** AUFGABE 1 **
Prüfe, ob die Aussagen (a), (b) und (c) mit dem Artikel über den Messerangriff in Sagamihara übereinstimmen, und belege jedes Ja oder Nein mit einem wörtlichen Zitat aus dem Artikel. (a) Der Täter stellte sich zwei Stunden nach der Tat der Polizei. (b) Der Amoklauf dauerte etwa eine Stunde. (c) In seinem Brief verschwieg der Mann seine Adresse.
** AUFGABE 2 **
Nimm den Artikel über den Messerangriff in Sagamihara an seinem letzten Satz auf und schreibe ihn weiter.

** AUSGANGSTEXT **
○ ○ ○ ○ ○ ○ ○

Ein 26-Jähriger setzt mit einer unfassbaren Tat ganz Japan unter Schock: In einem Behindertenheim nahe Tokio sticht er mit Messern auf Bewohner ein. Seine Attacke soll er bereits im Februar in einem Brief an das Parlament angekündigt haben.

Sagamihara - In einem Behindertenheim in Japan hat ein früherer Mitarbeiter mindestens 19 Menschen mit Messern getötet. Während seines etwa 40-minütigen Amoklaufes verletzte der Mann am frühen Dienstagmorgen in dem Heim in Sagamihara rund 50 Kilometer westlich von Tokio mindestens 25 weitere Bewohner, 20 davon schwer, wie die Behörden mitteilten. Zwei Stunden später stellte sich der 26-Jährige der Polizei. Als mögliches Motiv gilt Hass, aber auch Rache wegen seiner Entlassung aus dem Heim.

 

In einem Brief an das japanische Parlament hatte der Mann im Februar die Tat angekündigt. Unklar blieb zunächst, ob er das Schreiben wie beabsichtigt dem Präsidenten des Unterhauses überreichen konnte. Der Nachrichtenagentur Kyodo zufolge ging der Brief an die Polizei in Tokio und die Polizei in dem Ort, wo der Mann wohnte, wurde über die Drohungen informiert. Der Verdächtige hatte im Schreiben seinen genauen Namen, Adresse und Telefonnummer hinterlassen. Doch offenbar geschah danach nichts. Der Gouverneur der Präfektur Kanagawa, Yuji Kuroiwa, entschuldigte sich am Dienstag dafür, nicht auf die Warnsignale reagiert zu haben.

Attacken auf Heime geplant

In dem Schreiben, das Kyodo jetzt nachdruckte, verlangte der Mann, dass alle Behinderten mit Methoden der Sterbehilfe getötet werden sollten. Zudem brüstete er sich in den Zeilen damit, er habe die Fähigkeit, 470 Behinderte zu töten und plane Attacken auf zwei Heime.

○ ○ ○ ○ ○ ○ ○

** EXTRAHIERTE DATEN **
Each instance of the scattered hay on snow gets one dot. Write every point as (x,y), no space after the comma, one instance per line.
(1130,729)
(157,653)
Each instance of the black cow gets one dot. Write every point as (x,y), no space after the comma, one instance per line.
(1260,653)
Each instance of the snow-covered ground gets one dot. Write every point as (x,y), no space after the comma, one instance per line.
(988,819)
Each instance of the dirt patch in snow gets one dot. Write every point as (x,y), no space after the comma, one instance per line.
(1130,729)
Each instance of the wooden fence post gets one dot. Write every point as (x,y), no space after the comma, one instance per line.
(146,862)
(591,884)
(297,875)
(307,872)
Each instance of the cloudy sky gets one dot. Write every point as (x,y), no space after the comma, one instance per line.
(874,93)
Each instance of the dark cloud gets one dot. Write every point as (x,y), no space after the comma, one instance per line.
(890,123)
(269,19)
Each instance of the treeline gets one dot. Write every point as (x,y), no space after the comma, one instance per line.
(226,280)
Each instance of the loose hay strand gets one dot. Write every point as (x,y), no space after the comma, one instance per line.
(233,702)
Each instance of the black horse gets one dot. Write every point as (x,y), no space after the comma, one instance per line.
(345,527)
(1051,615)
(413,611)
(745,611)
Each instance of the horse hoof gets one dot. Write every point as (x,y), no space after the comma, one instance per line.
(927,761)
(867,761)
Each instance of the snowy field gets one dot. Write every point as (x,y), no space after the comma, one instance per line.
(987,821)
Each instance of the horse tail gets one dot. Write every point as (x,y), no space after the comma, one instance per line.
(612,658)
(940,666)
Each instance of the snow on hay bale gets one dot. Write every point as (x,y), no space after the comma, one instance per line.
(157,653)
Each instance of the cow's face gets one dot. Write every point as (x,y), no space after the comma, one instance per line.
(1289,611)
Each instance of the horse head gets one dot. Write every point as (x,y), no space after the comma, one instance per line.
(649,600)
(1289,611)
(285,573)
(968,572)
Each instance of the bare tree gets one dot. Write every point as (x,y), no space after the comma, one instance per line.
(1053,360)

○ ○ ○ ○ ○ ○ ○

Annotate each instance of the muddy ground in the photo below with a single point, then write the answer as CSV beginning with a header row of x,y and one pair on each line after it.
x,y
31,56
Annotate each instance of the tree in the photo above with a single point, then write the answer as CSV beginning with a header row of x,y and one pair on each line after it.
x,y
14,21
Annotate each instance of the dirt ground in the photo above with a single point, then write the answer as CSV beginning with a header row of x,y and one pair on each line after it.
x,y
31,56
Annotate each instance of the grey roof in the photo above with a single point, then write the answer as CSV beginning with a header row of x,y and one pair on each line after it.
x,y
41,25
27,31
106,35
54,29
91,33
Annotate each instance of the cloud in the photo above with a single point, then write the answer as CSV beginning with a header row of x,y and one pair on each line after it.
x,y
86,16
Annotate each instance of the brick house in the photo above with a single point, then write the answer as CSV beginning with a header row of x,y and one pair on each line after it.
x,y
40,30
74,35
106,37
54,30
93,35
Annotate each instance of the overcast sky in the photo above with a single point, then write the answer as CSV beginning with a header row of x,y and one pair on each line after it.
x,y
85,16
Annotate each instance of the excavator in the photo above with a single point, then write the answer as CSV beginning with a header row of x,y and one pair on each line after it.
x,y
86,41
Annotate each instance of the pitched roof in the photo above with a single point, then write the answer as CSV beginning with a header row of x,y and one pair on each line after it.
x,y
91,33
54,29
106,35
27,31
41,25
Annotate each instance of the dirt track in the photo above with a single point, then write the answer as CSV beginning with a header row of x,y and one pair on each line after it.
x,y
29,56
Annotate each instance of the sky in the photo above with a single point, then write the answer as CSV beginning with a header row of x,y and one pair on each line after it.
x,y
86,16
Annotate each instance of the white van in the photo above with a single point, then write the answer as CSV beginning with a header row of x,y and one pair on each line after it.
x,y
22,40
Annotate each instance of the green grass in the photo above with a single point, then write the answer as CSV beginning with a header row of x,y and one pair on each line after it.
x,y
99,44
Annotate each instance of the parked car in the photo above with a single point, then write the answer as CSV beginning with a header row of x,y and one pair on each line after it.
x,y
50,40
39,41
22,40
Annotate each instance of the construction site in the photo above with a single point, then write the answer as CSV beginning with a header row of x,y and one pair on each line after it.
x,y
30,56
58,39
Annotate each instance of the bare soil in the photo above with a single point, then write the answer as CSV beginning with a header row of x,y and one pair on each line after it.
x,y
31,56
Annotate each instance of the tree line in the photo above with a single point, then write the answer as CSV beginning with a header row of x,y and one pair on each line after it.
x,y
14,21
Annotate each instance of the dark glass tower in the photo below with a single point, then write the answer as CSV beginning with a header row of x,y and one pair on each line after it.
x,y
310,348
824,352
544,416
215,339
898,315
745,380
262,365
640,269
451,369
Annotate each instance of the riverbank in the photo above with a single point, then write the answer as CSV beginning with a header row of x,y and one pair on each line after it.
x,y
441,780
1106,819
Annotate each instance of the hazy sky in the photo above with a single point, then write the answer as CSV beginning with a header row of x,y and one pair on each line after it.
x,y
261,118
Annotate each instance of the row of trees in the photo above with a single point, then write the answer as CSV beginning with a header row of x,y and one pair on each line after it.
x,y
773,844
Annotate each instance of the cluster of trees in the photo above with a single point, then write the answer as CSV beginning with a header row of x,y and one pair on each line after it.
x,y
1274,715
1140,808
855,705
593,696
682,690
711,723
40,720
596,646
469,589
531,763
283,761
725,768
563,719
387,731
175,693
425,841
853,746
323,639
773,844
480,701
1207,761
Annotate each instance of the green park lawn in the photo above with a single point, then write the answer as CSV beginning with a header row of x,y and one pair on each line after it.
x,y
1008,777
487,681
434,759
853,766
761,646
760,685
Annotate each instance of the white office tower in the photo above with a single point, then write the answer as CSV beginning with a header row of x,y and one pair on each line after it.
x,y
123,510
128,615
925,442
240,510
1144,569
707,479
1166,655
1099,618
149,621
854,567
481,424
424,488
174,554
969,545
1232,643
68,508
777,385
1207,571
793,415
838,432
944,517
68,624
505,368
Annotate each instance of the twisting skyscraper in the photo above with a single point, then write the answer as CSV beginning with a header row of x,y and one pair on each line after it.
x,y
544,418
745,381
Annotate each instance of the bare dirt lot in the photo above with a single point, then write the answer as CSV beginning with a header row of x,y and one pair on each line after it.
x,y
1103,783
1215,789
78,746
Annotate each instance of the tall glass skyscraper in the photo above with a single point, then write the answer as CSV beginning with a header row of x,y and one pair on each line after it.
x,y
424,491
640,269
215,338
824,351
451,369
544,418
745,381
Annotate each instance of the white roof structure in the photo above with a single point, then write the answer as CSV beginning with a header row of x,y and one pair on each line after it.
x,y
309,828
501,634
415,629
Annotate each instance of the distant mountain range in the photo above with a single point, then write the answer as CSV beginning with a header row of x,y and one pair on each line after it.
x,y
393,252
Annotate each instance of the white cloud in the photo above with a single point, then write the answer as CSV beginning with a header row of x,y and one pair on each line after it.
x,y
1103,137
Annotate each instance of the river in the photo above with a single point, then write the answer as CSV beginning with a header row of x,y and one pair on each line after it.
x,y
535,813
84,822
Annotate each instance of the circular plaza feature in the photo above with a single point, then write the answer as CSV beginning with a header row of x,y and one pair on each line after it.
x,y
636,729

○ ○ ○ ○ ○ ○ ○

** LÖSUNG 1 **
(a) Ja: „Zwei Stunden später stellte sich der 26-Jährige der Polizei.“
(b) Nein: „Während seines etwa 40-minütigen Amoklaufes“
(c) Nein: „Der Verdächtige hatte im Schreiben seinen genauen Namen, Adresse und Telefonnummer hinterlassen.“

** LÖSUNG 2 **
Der Tatverdächtige hatte seit 2012 in dem Heim für geistig Behinderte gearbeitet und war erst im Februar aus zunächst nicht bekannten Gründen entlassen worden. In einem Medienbericht wurde möglicher Frust über seine Entlassung aber auch Hass als Motiv für sein Handeln genannt. Ein Nachbar sagte, er habe zunächst Ärger in dem Heim gehabt, weil er ein Tattoo getragen habe.

Aus dem Umfeld des Heimes hieß es, der Mann sei höflich und aufrecht gewesen. Doch irgendwann soll er damit begonnen haben, in seinem Bekanntenkreise zu erzählen, dass Behinderte getötet werden sollten. Der Kriminologe Yasuyuki Deguchi sagte, sein Verhalten sei typisch für einen, der Groll gegen etwas hege und Vergeltung suche, um sich dann der Polizei zu stellen. „Dieses Ziel (der Rache) zu erreichen, ist alles, was er wollte“, sagte der Experte dem TV-Sender Asahi.

Frühe Morgenstunden genutzt

Zum Tatort soll Satoshi U. mit einem schwarzen Auto gefahren sein, in dem sich mehrere Messer befanden. Er habe die frühen Morgenstunden genutzt, in denen sich wenig Personal in dem Heim aufhält. Durch ein eingeschlagenes Fenster sei er in den ersten Stock vorgedrungen, so die Behörden. Gegen 2.30 Uhr (Ortszeit) ging demnach ein Notruf eines Angestellten der Einrichtung bei der Polizei ein.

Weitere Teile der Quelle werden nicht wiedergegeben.